### WORK ITEM A
In the passage about a walk in the Bosque, what other name is given for yerba mansa?
### WORK ITEM B
Quote the passage about a walk in the Bosque, starting at "Stands of yerba" and ending at "greens and browns.".

### SELECTED PASSAGE
Stands of yerba mansa grow beside the pond. Also called “calming herb,” yerba mansa has been used for centuries by the Native Americans and locals to treat a variety of ailments, according to information at the RGNC Visitor’s Center. The bracing, astringent scent is pleasant, and the white flower spikes stand out from the Bosque’s greens and browns.
Along the trail, I chat with Scott Lake and John Tyson. Scott, a Chicago native, moved to New Mexico a year ago. John, a Quaker from Philadelphia arrived in 1965 armed with a Temple University medical degree to work on the reservations.
Scott tells me his move was driven by his love of nature. “The Sandia Mountains and foothills, the Bosque—there aren’t many places like Albuquerque. Such a variety of outdoor opportunities!”
“Let’s get into the shade,” our guide, Bill suggests. By this time, everyone is baking in the sun, and we’ve already seen plenty of Canada geese, which have expanded their range here in New Mexico and across much of the United States.
We walk into the relative coolness of the forest. Cicadas buzz as I spot I see their emergence holes along the path. Along the trail edge I observe concave pits dug by ant lions to trap unwary prey.

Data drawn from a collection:

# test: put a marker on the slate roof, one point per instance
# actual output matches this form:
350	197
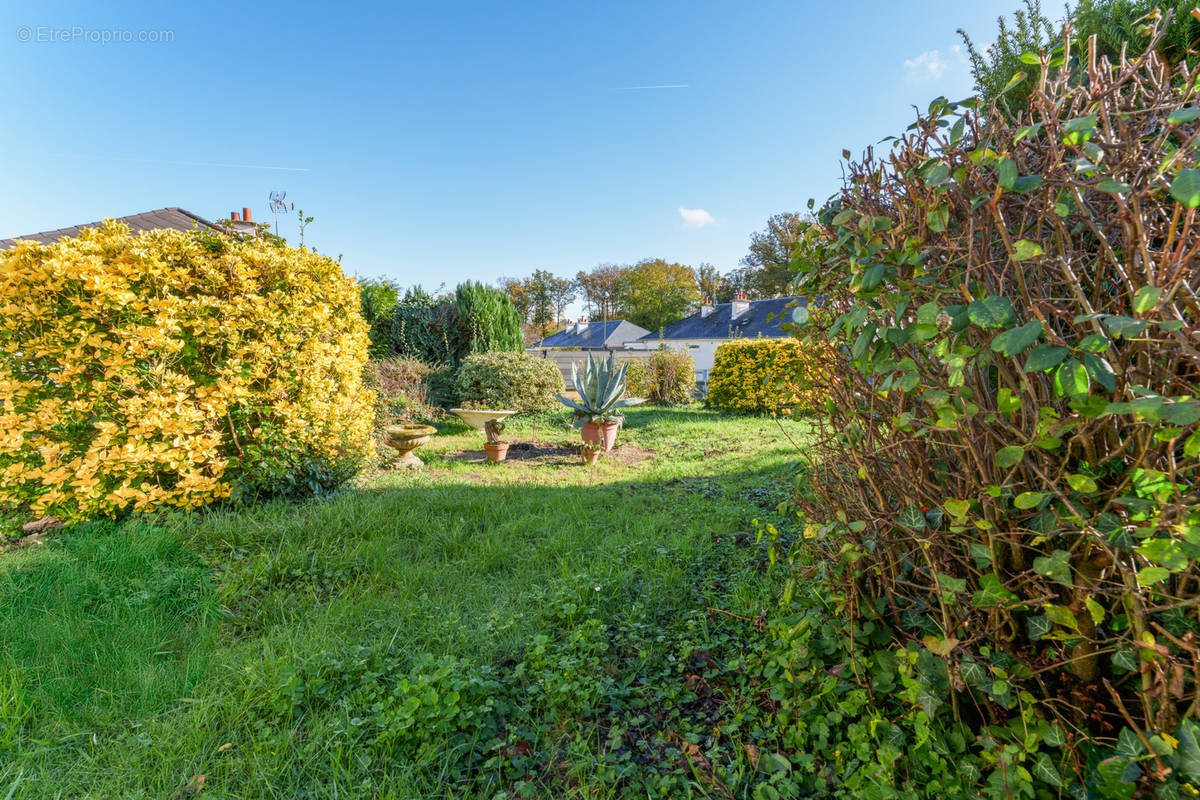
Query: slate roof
172	218
719	325
612	334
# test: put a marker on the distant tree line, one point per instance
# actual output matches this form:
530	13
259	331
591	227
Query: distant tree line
655	292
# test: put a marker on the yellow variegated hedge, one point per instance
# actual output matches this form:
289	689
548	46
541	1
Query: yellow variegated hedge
779	376
175	368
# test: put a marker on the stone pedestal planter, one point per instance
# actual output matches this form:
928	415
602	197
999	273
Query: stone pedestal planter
475	417
407	438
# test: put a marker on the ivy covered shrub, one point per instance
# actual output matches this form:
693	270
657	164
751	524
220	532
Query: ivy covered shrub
775	376
174	368
1007	471
665	378
509	380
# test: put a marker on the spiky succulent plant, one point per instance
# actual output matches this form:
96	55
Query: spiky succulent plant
600	384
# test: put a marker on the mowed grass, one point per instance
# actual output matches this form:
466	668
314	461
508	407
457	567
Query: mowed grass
157	659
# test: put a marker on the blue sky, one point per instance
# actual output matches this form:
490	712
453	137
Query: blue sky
439	142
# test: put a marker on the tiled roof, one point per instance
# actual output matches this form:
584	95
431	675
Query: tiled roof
762	319
172	218
597	335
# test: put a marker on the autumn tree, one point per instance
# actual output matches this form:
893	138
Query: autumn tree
601	289
767	270
655	293
713	284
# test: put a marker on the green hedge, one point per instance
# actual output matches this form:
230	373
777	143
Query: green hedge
509	380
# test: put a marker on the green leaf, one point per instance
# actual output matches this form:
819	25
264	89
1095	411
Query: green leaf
1038	626
1186	187
874	277
1072	378
1027	184
1187	757
957	509
1044	770
1045	356
1181	115
1152	575
1013	82
912	517
958	130
1026	500
1055	566
937	218
1113	186
1146	299
1099	372
1006	173
990	312
991	591
1061	615
1129	744
1081	483
1025	250
1018	340
1009	456
1125	326
949	583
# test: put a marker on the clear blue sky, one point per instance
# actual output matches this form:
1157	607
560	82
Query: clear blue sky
438	142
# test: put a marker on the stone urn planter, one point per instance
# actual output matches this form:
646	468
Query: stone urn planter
405	439
477	417
600	433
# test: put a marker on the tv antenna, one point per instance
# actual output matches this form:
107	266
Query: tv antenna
279	206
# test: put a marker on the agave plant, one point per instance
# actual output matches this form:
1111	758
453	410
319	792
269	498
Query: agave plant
600	385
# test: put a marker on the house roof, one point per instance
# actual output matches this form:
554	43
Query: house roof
172	218
762	319
612	332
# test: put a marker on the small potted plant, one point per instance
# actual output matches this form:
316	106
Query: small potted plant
591	451
496	450
600	385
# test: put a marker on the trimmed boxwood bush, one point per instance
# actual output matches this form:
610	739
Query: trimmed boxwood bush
175	368
509	380
775	376
666	378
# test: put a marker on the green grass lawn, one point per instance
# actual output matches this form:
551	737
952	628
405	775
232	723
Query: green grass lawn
466	630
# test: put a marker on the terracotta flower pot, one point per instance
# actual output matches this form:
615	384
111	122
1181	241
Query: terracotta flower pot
604	433
497	451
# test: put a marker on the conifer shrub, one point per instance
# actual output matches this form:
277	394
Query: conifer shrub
1006	475
175	368
445	330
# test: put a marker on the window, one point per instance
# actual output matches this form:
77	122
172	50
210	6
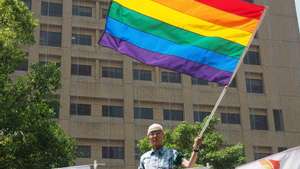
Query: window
261	152
171	77
54	104
200	116
83	151
258	122
104	12
254	86
143	113
82	70
28	3
254	82
112	72
230	118
278	120
80	109
280	149
50	38
23	66
173	115
196	81
139	74
113	152
51	9
112	111
82	11
233	83
137	152
78	39
252	58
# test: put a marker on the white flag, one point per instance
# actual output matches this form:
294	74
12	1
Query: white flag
289	159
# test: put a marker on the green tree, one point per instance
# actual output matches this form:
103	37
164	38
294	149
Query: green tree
29	136
213	150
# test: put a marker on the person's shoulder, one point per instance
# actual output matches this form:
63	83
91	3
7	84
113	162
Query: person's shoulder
146	154
170	150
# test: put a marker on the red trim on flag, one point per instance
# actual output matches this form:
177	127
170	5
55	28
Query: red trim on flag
275	163
237	7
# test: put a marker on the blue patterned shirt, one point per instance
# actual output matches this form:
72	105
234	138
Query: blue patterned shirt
163	158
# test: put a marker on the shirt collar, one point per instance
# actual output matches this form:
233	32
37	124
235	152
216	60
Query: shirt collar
159	151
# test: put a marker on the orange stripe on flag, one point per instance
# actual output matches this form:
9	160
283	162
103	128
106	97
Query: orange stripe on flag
270	164
210	14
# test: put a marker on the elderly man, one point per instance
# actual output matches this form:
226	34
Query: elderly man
161	157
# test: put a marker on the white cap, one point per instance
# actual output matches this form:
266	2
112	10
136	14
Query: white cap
154	127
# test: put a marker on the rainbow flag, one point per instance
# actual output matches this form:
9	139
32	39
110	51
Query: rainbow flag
203	38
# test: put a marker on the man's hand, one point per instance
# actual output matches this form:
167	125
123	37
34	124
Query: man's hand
197	143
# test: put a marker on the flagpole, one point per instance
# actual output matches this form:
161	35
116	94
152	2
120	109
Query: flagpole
213	111
232	77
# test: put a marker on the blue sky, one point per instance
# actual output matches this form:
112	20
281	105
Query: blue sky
298	11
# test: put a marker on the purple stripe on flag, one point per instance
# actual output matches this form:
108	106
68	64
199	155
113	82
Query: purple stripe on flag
166	61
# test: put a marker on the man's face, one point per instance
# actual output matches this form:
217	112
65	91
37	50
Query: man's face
156	138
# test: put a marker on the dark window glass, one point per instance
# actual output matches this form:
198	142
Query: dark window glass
230	118
104	12
51	9
28	3
78	39
82	70
173	115
83	151
171	77
280	149
112	72
254	86
23	66
278	120
54	104
113	152
112	111
48	62
143	113
137	152
259	122
50	39
260	155
233	83
139	74
252	58
199	116
80	109
82	11
196	81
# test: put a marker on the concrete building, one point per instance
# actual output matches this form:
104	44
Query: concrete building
107	100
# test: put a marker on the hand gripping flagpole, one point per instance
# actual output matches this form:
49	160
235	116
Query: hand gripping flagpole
232	77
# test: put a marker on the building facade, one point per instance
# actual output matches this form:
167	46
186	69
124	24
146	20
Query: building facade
107	100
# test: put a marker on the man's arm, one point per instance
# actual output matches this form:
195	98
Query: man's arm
190	163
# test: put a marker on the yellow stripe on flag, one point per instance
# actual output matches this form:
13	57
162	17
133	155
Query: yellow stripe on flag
186	22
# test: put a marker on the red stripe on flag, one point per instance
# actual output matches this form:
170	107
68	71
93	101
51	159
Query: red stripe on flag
237	7
275	163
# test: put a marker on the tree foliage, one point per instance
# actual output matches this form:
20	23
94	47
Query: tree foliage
29	136
213	150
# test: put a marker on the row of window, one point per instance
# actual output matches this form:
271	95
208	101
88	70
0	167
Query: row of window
53	39
253	85
257	121
54	9
108	152
117	152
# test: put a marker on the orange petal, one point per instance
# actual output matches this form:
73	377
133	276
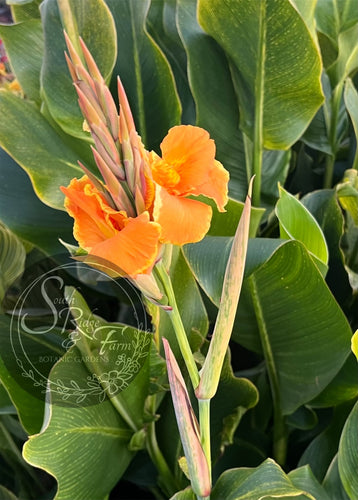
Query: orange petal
215	185
134	249
188	166
182	220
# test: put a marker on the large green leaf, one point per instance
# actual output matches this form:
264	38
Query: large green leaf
296	222
351	102
25	214
12	259
348	455
90	19
216	103
145	73
36	147
77	443
304	479
24	46
285	298
277	71
267	481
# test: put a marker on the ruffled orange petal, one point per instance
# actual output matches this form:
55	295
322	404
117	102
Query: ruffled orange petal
215	185
134	249
95	220
182	220
188	165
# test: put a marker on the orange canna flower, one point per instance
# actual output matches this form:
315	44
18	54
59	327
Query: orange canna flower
130	243
187	168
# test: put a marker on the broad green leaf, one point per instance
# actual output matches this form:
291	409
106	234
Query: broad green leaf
24	46
22	372
190	305
163	27
332	482
117	354
5	494
145	73
354	344
347	60
225	223
322	449
37	148
304	479
296	223
24	11
347	192
216	103
90	19
348	455
268	481
26	216
351	102
284	295
335	16
92	435
307	11
344	386
277	72
229	298
12	259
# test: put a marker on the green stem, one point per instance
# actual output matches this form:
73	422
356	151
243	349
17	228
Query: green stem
166	479
279	431
259	105
178	325
332	135
204	419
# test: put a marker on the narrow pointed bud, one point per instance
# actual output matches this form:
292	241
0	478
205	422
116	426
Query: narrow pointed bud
91	64
115	188
234	275
188	427
93	116
97	184
124	106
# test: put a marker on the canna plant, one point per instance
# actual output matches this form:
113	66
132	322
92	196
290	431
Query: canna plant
198	341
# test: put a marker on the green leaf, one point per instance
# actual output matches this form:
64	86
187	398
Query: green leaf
355	344
145	73
335	16
24	46
348	454
347	192
332	482
267	481
225	223
304	479
26	216
304	324
5	494
277	72
347	60
38	149
116	354
12	259
90	19
344	386
92	435
322	449
216	104
296	223
351	102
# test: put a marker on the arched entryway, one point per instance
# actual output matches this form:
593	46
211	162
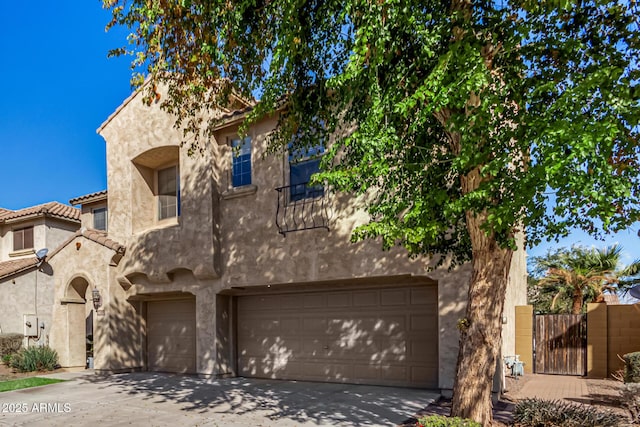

### ANSWER A
Calming herb.

### ANSWER B
Stands of yerba mansa grow beside the pond. Also called “calming herb,” yerba mansa has been used for centuries by the Native Americans and locals to treat a variety of ailments, according to information at the RGNC Visitor’s Center. The bracing, astringent scent is pleasant, and the white flower spikes stand out from the Bosque’s greens and browns.